## Passage choisi
□ □ □ □ □ □ □

En maison de retraite, les seniors se retrouvent souvent seuls, alors que le besoin d'amour est d'autant plus fort chez les personnes âgées. Comment gérer alors l'intimité du grand âge en institution ? Dans trois établissements à Guipavas, en Bretagne, une formation de grande ampleur sur le sujet a été lancée.
Pour lever le tabou de l'intimité des personnes âgées en institution, le personnel de ces trois établissements bénéficie d'une formation de grande ampleur sur la question. Objectif : sensibiliser le personnel au droit à l'intimité et à la sexualité des personnes âgées dépendantes. L'amour, le désir, la libido à plus de 70 ans… Des chapitres absents de la formation initiale de ces soignants. Un regard qui doit changer pour une meilleure prise en charge.
IST : les seniors ne sont pas épargnés
Les seniors ont des comportements sexuels à risque. C'est ce qu'a montré une récente étude de la Société française de dermatologie. Un héritage probable des mouvements hippies et de la liberté sexuelle qui en a découlé. Avec pour conséquence une flambée des IST, les infections sexuellement transmises comme les blennorragies, la syphilis... mais aussi des infections plus graves dues à des virus comme ceux des hépatites ou du sida, le VIH.

□ □ □ □ □ □ □

## Jeu de données
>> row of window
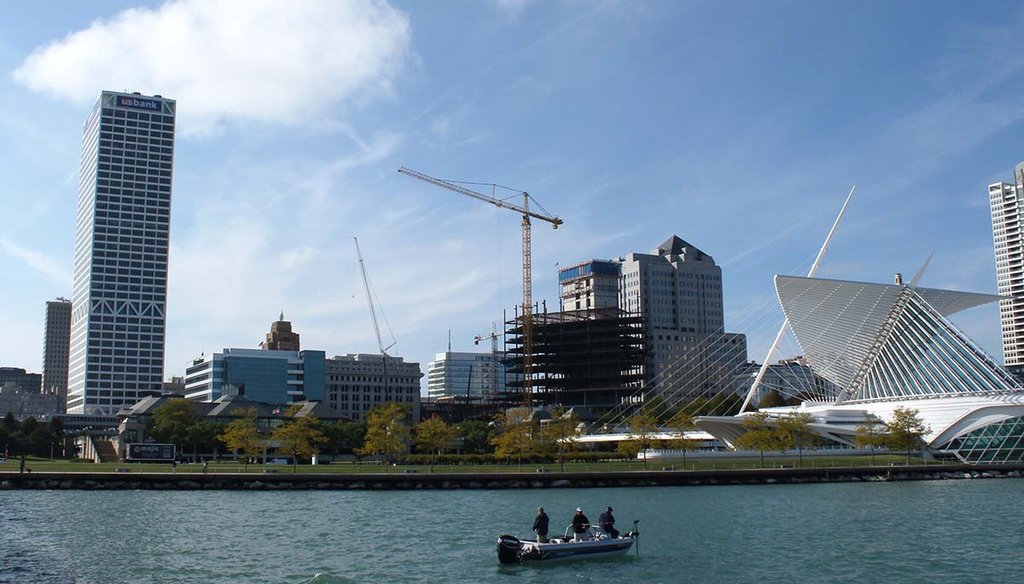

□ □ □ □ □ □ □

## À faire
A. Selon le passage choisi sur l'intimité des personnes âgées en maison de retraite, quel organisme a montré par une étude récente que les seniors ont des comportements sexuels à risque ?
B. Poursuivez le passage choisi sur l'intimité des seniors en institution à partir de sa dernière phrase.
La liste n'a aucun rôle dans ce travail.

## Ensemble des réponses
A. La Société française de dermatologie.

B.
Avoir des rapports sexuels sans protection augmente les risques d'exposition aux IST. Les seniors n'échappent donc pas à la règle. Pourtant ils se protègent moins que la moyenne.
On pense souvent que la jeunesse a le monopole de l'insouciance, du désir et du sexe. Mais les seniors ne font pas que valser, ils ont une vie sexuelle et ils le clament. Mais ils avouent aussi ne pas toujours être très sérieux.
Selon une étude française réalisée dans des centres de dépistage anonyme parisiens, les plus de 65 ans utiliseraient moins fréquemment le préservatif lors d'un rapport occasionnel que les autres classes d'âge. 70% des femmes et 23% des hommes déclarent ne pas utiliser de préservatif.
Mais pour quelles raisons les seniors sont-ils moins prudents ? Selon le Dr Laurent Fonquernie, du service des maladies infectieuses et tropicales de l'hôpital Saint-Antoine : "Les seniors ont parfois le sentiment de ne pas être concernés et ne pas être exposés à risque car ils sont les héritiers d'une génération venue des années 60 où le sujet n'était pas abordé. Ils ne se sentent pas vraiment concernés par le préservatif ou par un risque sexuel potentiel et les femmes ne sont plus exposées à la grossesse donc ils n'utilisent plus le préservatif comme moyen de prévention et de contraception". Pourtant, le risque est bien réel.
Le sujet des risques sexuels avec des patients de plus de 50 ans est peu, voire pas abordé, en France. Aux Etats-Unis, en revanche, les campagnes de prévention misent sur l'humour pour convaincre les seniors de porter des préservatifs. En France, les campagnes de prévention s'adressent principalement aux jeunes mais peu aux seniors.
Pourtant tout le monde a le droit à une vie sexuelle épanouissante, il est donc urgent de proposer aux seniors de manière plus systématique des préservatifs et des dépistages.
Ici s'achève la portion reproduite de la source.